> _Activity_
Find the line in the entries below that contains "green patterned tie". Repeat it exactly, and every line after it through the line that contains "forested hillside".

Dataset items
•••••
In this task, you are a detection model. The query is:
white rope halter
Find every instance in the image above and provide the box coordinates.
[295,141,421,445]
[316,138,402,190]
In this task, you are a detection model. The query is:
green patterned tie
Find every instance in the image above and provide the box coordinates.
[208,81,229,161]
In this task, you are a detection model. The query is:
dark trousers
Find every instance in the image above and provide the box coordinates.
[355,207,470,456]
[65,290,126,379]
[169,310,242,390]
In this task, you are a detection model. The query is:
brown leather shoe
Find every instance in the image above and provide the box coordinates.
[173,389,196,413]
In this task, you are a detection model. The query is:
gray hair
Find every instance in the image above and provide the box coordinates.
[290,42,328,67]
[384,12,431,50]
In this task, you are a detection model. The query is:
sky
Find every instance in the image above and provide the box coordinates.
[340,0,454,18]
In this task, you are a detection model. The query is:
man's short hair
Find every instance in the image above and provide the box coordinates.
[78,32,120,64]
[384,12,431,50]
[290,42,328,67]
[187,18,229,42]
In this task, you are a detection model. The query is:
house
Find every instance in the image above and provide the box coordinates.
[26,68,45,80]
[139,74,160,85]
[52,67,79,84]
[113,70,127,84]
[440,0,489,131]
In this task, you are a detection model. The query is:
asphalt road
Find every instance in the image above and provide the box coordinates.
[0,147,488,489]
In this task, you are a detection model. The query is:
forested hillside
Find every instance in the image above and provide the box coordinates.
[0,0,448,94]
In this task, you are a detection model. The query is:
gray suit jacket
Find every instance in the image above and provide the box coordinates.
•••••
> _Written reply_
green patterned tie
Find every instance in the image above and provide the box coordinates.
[208,81,229,161]
In this task, you are a detection model. The query is:
dark trousers
Find every instance in the image above and provide the box coordinates.
[355,207,470,456]
[65,290,126,379]
[169,310,242,390]
In this task, you are a detection model. The query is:
brown leather shoe
Find every instance in the image above and provide the box coordinates.
[173,389,196,413]
In this task, you are a detection model. The query is:
gray hair
Find every instance in the image above and provide the box coordinates.
[290,42,328,67]
[384,12,431,50]
In this task, you are a detection model. The query is:
sky
Find every instance in the image above and provide the box coordinates.
[340,0,454,18]
In this task, you are a detection model. The query is:
man's short hair
Find every instance in the image above and provide the box coordinates.
[78,32,120,64]
[384,12,431,50]
[290,42,328,67]
[187,18,229,42]
In this task, you are a detection model. The query is:
house
Find every instance in the image above and provide the box coordinates.
[26,68,45,80]
[139,74,160,85]
[52,67,79,84]
[113,70,127,84]
[440,0,489,131]
In this task, you are a detection model. The query is:
asphalt road
Find every instance in the image above and provide the box coordinates.
[0,147,488,489]
In this task, you are a detection model. The query is:
forested hillside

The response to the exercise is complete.